The problem: Reproduce every row below word for word, leaving out the pictures.

Rows:
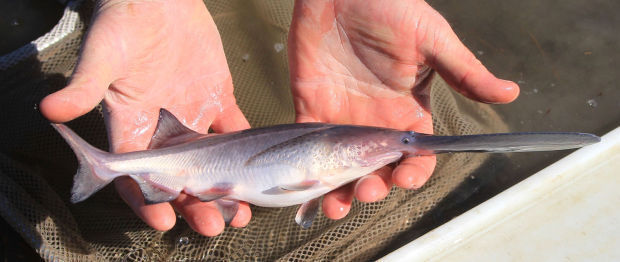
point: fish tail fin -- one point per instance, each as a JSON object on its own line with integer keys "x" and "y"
{"x": 92, "y": 174}
{"x": 502, "y": 142}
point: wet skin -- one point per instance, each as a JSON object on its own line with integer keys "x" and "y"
{"x": 352, "y": 62}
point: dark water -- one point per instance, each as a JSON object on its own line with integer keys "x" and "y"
{"x": 563, "y": 54}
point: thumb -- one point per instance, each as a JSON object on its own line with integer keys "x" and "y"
{"x": 89, "y": 82}
{"x": 460, "y": 68}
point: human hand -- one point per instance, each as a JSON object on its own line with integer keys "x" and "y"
{"x": 140, "y": 56}
{"x": 360, "y": 62}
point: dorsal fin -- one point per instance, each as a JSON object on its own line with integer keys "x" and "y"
{"x": 170, "y": 131}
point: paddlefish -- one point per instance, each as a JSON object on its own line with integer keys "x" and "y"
{"x": 276, "y": 166}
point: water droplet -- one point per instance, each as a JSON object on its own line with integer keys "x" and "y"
{"x": 592, "y": 103}
{"x": 278, "y": 47}
{"x": 15, "y": 22}
{"x": 183, "y": 240}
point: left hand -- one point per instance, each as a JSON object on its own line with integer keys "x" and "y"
{"x": 140, "y": 56}
{"x": 358, "y": 62}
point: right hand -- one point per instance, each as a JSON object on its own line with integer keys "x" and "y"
{"x": 140, "y": 56}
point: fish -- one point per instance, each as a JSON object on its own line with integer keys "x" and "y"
{"x": 276, "y": 166}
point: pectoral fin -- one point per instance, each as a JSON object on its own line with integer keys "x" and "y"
{"x": 228, "y": 208}
{"x": 307, "y": 212}
{"x": 170, "y": 131}
{"x": 153, "y": 193}
{"x": 216, "y": 192}
{"x": 283, "y": 189}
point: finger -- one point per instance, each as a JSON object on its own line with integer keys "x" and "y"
{"x": 243, "y": 216}
{"x": 231, "y": 119}
{"x": 305, "y": 119}
{"x": 202, "y": 217}
{"x": 413, "y": 172}
{"x": 158, "y": 216}
{"x": 460, "y": 68}
{"x": 375, "y": 186}
{"x": 94, "y": 72}
{"x": 337, "y": 203}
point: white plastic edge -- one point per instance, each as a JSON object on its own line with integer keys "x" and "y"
{"x": 491, "y": 213}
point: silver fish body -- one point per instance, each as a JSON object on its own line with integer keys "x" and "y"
{"x": 275, "y": 166}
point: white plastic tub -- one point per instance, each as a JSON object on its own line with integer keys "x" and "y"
{"x": 569, "y": 211}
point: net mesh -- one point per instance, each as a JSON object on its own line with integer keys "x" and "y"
{"x": 36, "y": 165}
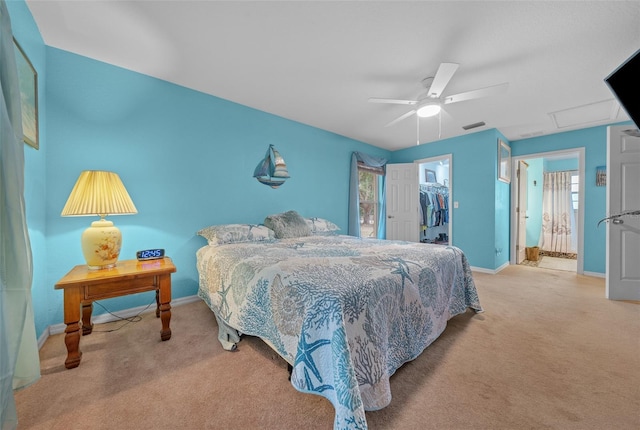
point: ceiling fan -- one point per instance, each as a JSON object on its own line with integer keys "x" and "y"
{"x": 431, "y": 102}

Full response:
point: fish tail fin -- one point per instance, each as a JSON object on its own line with integer keys "x" and "y"
{"x": 92, "y": 174}
{"x": 502, "y": 142}
point: wet skin -- one point per instance, each as a JSON object on its own line with integer keys "x" and "y"
{"x": 352, "y": 62}
point: dark water -- one point per instance, each as a JSON object on its own line with integer keys "x" and "y"
{"x": 563, "y": 54}
point: thumb -- one point per instance, each as a JSON object on its own line with integer keys "x" and "y"
{"x": 89, "y": 82}
{"x": 460, "y": 68}
point: human hand -- one point per instance, each as a JSON object on its own line with integer keys "x" and "y"
{"x": 140, "y": 56}
{"x": 360, "y": 62}
point: dorsal fin -- one point per instance, each as a JSON object on its own line with integer keys "x" and "y"
{"x": 170, "y": 131}
point: paddlefish -- one point per instance, each as a JSON object on its own line with integer keys "x" and "y"
{"x": 276, "y": 166}
point: water droplet -- one point per instance, each as a JSON object on its own line with integer keys "x" and "y"
{"x": 592, "y": 103}
{"x": 278, "y": 47}
{"x": 15, "y": 22}
{"x": 183, "y": 240}
point: left hand -- one point per instance, each as a JSON object on its own line with integer keys "x" and "y"
{"x": 140, "y": 56}
{"x": 358, "y": 62}
point: right hand -- one point per instance, each as a JSON object on its own line with integer keys "x" and "y"
{"x": 140, "y": 56}
point: fish -- one point per instance, each as a JSON object on its own line with integer keys "x" and "y"
{"x": 276, "y": 166}
point: pectoral fin -- one point per instance, each as a JSON object on its own line with integer keys "x" and "y"
{"x": 228, "y": 208}
{"x": 307, "y": 212}
{"x": 170, "y": 131}
{"x": 153, "y": 193}
{"x": 216, "y": 192}
{"x": 283, "y": 189}
point: finger -- one point per instance, each as a JSON object on its own line with integer keys "x" and "y"
{"x": 243, "y": 216}
{"x": 231, "y": 119}
{"x": 305, "y": 119}
{"x": 202, "y": 217}
{"x": 413, "y": 172}
{"x": 158, "y": 216}
{"x": 460, "y": 68}
{"x": 375, "y": 186}
{"x": 94, "y": 72}
{"x": 337, "y": 203}
point: white plastic edge -- one point per instance, each as a JSON object on its own line with integer keys "x" and "y"
{"x": 491, "y": 213}
point: silver fish body -- one point per instance, each as a JSON object on its own line with integer keys "x" and "y"
{"x": 275, "y": 166}
point: white plastic tub -- one point per instance, each as a JSON object on its own line with integer keys "x" and "y"
{"x": 569, "y": 211}
point: net mesh -- one point per instance, each as a JSON object on its own line with integer keys "x" and "y"
{"x": 36, "y": 165}
point: ceiling fan -- one point per instance, each as a JSON object on its own line with integer keys "x" and "y"
{"x": 431, "y": 102}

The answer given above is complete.